▸ 任务要求
从含有“Could you please spot the black”的那一行开始，一直到数据末尾（首尾两行都算在内），把这些行连同其中的请求重新写出，并将回答里每个坐标的两个数值都各平移加 9。

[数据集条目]
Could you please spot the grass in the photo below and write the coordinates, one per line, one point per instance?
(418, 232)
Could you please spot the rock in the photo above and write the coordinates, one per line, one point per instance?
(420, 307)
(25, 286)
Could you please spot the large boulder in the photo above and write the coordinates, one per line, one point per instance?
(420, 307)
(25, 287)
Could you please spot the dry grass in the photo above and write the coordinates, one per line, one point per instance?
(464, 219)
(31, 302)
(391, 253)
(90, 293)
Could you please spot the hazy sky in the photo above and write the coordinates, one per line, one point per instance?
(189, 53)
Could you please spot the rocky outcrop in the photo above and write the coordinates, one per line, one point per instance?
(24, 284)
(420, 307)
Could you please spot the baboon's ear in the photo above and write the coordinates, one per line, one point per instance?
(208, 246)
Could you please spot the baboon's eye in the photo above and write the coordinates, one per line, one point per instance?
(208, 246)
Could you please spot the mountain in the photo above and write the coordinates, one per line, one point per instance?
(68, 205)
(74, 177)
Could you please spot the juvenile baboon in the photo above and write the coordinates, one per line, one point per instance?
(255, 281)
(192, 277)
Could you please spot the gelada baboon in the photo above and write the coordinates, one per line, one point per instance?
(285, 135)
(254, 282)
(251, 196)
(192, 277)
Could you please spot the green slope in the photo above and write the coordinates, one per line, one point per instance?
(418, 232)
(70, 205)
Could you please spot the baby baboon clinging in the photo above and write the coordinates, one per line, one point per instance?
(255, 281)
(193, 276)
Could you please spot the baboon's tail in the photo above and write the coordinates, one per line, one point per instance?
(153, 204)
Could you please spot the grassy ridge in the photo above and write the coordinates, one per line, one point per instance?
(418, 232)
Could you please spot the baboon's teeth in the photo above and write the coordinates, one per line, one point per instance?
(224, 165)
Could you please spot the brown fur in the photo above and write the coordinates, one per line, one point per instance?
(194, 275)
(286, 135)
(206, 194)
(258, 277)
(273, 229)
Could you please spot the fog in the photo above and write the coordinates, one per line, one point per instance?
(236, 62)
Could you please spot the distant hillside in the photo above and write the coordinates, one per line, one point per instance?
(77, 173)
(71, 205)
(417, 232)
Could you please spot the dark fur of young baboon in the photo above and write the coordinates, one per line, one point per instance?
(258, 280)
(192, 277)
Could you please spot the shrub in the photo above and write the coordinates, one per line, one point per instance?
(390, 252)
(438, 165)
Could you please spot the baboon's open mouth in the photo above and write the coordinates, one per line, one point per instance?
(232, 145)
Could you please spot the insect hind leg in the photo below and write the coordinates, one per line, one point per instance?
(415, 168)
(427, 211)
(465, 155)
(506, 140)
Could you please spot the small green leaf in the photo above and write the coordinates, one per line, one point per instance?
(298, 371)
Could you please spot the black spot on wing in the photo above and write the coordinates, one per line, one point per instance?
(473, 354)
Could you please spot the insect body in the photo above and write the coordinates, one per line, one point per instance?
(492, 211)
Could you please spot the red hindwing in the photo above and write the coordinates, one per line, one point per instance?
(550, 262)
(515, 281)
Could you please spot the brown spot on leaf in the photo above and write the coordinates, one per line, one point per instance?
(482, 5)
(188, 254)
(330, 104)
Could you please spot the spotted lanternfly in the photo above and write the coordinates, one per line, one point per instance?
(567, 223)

▸ 参考答案
Could you please spot the black spot on wing in the photo above and write the coordinates, one per line, one point per instance?
(482, 363)
Could you please spot the insect body in the photo above and write the coordinates, one per line, one point per instance?
(501, 220)
Could you please spot the red hindwing in the photo above and write the coordinates, one per line, one point per instance?
(559, 271)
(524, 290)
Could you please spot the brown spot on leaf in the photo above and write the coordinates, one per line, one point per instance?
(491, 14)
(197, 263)
(339, 113)
Could you please spot the spotted lanternfly in the photo above and write the coordinates, one per line, one point per instance?
(576, 232)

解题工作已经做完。